(WHAT THE TASK REQUIRES) Work out the number of lines that hold "lamp" in the listing, and give that number with no other text.

(THE DATA)
###

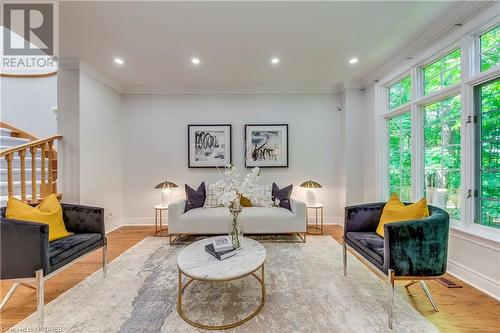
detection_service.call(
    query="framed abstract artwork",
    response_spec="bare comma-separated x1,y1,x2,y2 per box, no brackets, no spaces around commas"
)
188,124,232,168
245,124,288,168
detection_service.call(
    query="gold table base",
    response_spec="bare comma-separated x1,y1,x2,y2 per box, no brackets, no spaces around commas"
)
306,205,324,235
177,264,265,330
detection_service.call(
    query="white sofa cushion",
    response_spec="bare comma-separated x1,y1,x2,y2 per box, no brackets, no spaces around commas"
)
168,199,306,234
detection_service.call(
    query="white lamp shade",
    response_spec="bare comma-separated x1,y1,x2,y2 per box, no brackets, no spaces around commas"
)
306,189,317,206
161,188,172,206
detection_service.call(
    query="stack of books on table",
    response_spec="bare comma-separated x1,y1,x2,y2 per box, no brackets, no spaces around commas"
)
205,237,238,260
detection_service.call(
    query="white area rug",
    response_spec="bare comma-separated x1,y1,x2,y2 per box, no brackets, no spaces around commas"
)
13,237,438,333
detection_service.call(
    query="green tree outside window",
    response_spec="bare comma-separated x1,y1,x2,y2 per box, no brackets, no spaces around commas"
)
423,49,461,95
424,95,461,219
388,76,411,109
480,25,499,72
388,112,412,201
476,79,499,229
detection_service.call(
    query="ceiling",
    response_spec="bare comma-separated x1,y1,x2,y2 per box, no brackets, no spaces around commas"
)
59,1,477,93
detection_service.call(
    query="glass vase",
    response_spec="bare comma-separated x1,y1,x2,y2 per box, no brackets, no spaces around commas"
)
228,202,243,249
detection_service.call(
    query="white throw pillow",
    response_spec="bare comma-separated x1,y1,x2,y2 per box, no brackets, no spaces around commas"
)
250,184,273,207
203,183,222,208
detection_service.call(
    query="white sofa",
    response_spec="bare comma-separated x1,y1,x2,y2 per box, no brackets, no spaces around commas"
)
168,199,306,242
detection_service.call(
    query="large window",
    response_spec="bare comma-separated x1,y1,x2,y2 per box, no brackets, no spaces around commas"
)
424,95,461,219
480,25,499,72
476,79,499,228
423,49,461,95
381,19,500,233
388,76,411,109
388,113,412,201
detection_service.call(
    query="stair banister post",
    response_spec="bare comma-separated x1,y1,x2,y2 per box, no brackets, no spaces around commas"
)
6,154,13,198
40,143,46,197
47,140,54,195
19,149,27,202
30,147,37,203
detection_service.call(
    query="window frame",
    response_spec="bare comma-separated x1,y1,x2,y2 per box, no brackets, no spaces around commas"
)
473,78,499,229
376,14,500,241
388,75,412,110
422,48,462,96
477,23,500,73
387,111,412,201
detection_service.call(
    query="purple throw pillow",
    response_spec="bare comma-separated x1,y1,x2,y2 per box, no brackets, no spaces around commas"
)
272,183,293,211
184,182,206,212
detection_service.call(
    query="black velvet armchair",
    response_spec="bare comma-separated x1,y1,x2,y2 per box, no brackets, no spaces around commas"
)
0,203,107,326
343,202,449,329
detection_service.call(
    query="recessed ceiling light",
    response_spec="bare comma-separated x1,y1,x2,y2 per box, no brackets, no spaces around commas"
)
114,57,124,65
349,58,358,64
191,57,201,65
271,57,280,65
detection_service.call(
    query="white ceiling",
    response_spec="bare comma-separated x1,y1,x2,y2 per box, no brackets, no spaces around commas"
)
59,1,477,93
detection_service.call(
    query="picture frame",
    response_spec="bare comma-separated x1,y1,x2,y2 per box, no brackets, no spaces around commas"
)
188,124,232,168
245,124,289,168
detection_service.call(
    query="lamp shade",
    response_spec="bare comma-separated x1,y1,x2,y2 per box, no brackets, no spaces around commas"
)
154,181,178,189
300,180,322,189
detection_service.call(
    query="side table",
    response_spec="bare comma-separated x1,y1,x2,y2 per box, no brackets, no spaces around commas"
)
154,204,168,236
306,203,324,235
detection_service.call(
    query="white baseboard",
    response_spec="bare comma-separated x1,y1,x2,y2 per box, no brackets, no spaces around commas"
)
123,216,344,226
105,218,124,234
124,217,156,225
307,216,343,225
447,259,500,301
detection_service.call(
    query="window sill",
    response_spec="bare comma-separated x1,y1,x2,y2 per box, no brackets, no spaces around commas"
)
450,221,500,246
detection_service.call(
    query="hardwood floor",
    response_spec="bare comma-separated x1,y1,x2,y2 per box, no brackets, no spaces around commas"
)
1,225,498,332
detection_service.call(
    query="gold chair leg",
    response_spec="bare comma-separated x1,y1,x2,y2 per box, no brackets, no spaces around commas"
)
342,237,347,277
388,269,395,329
102,237,108,278
420,281,439,312
36,269,44,327
0,283,20,310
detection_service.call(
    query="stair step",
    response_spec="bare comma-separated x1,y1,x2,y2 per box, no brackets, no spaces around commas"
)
0,156,43,168
0,128,13,136
0,136,31,147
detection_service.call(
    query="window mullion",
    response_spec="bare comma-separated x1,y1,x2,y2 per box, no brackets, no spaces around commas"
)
461,34,474,228
411,67,422,201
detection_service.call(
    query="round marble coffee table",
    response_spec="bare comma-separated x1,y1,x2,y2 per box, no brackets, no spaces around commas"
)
176,236,267,330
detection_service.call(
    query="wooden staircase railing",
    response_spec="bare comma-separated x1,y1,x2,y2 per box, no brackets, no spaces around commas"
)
1,135,62,203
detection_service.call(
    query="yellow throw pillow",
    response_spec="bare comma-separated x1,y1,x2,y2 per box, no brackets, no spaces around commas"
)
376,193,429,237
240,196,252,207
6,194,72,242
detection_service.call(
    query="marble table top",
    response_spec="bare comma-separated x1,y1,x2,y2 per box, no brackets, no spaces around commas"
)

###

(OUTPUT OF THE EXERCISE) 2